What needs to be done: From the records below, pick out and copy each line that contains the word "Target".

= = = =

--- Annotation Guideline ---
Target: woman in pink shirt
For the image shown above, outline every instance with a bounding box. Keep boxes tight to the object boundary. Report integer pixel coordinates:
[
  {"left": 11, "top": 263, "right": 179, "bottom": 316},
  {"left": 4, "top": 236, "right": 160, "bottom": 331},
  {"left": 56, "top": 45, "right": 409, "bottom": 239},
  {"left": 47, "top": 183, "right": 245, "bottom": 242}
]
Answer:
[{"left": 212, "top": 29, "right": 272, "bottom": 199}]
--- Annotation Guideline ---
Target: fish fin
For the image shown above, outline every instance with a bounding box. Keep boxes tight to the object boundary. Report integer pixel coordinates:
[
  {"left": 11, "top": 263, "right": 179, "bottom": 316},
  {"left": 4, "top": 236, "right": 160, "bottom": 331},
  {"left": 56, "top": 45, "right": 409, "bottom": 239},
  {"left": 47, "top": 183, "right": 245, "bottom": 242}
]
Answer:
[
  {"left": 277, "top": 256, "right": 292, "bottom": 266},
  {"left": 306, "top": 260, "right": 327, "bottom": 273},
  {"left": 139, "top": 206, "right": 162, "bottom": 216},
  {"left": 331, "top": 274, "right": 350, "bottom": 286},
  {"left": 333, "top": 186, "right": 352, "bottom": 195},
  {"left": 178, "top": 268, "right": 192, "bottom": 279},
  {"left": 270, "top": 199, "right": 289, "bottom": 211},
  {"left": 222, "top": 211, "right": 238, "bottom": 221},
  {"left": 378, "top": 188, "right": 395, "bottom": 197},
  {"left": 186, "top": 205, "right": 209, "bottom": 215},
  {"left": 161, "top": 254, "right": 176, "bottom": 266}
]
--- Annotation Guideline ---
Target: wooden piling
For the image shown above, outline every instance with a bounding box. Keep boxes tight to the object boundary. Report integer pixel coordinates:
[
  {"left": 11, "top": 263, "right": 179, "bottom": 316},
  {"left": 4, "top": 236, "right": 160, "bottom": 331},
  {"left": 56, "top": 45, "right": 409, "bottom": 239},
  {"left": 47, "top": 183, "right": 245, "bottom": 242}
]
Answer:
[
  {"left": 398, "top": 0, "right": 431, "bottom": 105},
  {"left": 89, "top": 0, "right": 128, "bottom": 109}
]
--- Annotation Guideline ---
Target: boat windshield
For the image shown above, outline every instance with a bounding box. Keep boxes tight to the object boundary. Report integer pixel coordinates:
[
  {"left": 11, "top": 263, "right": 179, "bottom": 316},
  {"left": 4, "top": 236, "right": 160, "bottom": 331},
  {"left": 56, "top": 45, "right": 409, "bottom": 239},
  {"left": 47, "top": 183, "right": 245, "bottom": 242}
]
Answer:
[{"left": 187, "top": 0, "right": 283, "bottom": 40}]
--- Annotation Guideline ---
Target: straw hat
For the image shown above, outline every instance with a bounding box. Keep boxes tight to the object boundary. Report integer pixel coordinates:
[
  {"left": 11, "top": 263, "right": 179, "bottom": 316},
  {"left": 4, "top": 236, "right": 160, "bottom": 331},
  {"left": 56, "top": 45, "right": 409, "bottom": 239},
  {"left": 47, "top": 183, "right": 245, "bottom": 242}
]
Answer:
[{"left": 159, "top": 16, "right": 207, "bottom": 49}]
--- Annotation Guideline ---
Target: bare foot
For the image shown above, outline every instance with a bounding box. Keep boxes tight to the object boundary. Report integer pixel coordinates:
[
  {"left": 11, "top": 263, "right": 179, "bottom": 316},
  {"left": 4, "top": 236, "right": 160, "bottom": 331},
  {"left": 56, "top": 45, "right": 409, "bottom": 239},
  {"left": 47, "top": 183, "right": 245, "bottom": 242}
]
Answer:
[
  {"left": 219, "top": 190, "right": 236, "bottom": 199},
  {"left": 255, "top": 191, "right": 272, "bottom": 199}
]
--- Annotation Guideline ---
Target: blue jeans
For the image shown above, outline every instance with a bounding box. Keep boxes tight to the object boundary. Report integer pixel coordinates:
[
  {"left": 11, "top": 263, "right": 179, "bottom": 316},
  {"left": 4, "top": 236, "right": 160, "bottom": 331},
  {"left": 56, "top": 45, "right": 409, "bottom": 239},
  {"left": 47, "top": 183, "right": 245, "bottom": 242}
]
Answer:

= = = =

Exercise response:
Target: woman in pink shirt
Target: fish fin
Target: wooden piling
Target: boat windshield
Target: straw hat
Target: bare foot
Target: blue jeans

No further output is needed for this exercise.